■ **SET PROBLEM A**:
According to the court decision excerpt, what was the date of the Kings County Supreme Court order?
■ **SET PROBLEM B**:
Copy out the rows word for word, starting at the line that contains "For each instance of the clarinet" and ending at the last line of the rows.

■ **DOCUMENT EXCERPT**:
※
Jose ORELLANA, Appellant-Respondent, v. 7 WEST 34TH STREET, LLC, et al., Respondents-Appellants.

2017–06292

Decided: June 12, 2019

JOHN M. LEVENTHAL, J.P., HECTOR D. LASALLE, BETSY BARROS, VALERIE BRATHWAITE NELSON, JJ. Block O'Toole & Murphy, New York, N.Y. (S. Joseph Donahue, Christina R. Mercado, and David L. Scher of counsel), for appellant-respondent. Russo & Toner, LLP, New York, N.Y. (Steven R. Dyki of counsel), for respondents—appellants.

DECISION & ORDER

In an action to recover damages for personal injuries, the plaintiff appeals, and the defendants cross-appeal, from an order of the Supreme Court, Kings County (Johnny L. Baynes, J.), dated May 8, 2017.  The order, insofar as appealed from, denied the plaintiff's motion for summary judgment on the issue of liability on the cause of action alleging a violation of Labor Law § 240(1).  The order, insofar as cross-appealed from, denied that branch of the defendants' cross motion which was for summary judgment dismissing the cause of action alleging a violation of Labor Law § 240(1).
※
■ **RAW DATA**:
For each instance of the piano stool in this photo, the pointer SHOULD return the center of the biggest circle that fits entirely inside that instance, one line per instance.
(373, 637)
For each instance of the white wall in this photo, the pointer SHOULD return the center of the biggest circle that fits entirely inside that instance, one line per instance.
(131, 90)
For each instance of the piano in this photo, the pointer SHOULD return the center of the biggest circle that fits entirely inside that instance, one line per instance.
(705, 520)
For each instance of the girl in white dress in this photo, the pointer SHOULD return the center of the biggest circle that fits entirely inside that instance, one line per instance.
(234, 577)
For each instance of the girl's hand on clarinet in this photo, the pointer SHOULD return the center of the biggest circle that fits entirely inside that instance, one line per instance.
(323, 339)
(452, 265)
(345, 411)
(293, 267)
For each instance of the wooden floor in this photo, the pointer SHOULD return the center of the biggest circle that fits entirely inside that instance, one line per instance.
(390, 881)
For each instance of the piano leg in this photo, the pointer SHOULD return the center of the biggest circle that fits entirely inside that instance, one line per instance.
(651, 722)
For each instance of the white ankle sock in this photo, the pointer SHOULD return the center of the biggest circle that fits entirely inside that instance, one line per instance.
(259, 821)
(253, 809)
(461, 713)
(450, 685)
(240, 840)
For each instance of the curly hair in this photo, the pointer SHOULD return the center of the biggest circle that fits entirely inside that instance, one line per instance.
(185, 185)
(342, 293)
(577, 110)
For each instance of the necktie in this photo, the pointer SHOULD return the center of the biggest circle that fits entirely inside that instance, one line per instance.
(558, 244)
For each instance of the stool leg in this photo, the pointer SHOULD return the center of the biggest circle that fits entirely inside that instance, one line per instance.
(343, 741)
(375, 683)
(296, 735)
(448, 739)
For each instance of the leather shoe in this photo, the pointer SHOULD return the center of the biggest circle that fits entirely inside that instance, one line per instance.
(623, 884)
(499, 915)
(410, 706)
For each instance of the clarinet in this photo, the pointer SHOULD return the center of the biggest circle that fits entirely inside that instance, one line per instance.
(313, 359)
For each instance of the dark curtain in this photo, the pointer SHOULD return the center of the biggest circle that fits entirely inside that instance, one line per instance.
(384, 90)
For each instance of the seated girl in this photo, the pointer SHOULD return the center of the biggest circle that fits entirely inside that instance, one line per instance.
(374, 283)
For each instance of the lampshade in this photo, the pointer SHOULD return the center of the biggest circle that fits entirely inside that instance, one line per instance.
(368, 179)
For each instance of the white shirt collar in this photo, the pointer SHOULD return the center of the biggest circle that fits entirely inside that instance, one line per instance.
※
■ **CORRECT RESULT A**:
May 8, 2017.

■ **CORRECT RESULT B**:
For each instance of the clarinet in this photo, the pointer SHOULD return the center of the biggest circle that fits entirely inside that instance, one line per instance.
(313, 359)
For each instance of the dark curtain in this photo, the pointer SHOULD return the center of the biggest circle that fits entirely inside that instance, one line per instance.
(384, 90)
For each instance of the seated girl in this photo, the pointer SHOULD return the center of the biggest circle that fits entirely inside that instance, one line per instance.
(374, 283)
For each instance of the lampshade in this photo, the pointer SHOULD return the center of the biggest circle that fits entirely inside that instance, one line per instance.
(368, 179)
For each instance of the white shirt collar in this photo, the pointer SHOULD return the center of the biggest circle that fits entirely inside that instance, one line per instance.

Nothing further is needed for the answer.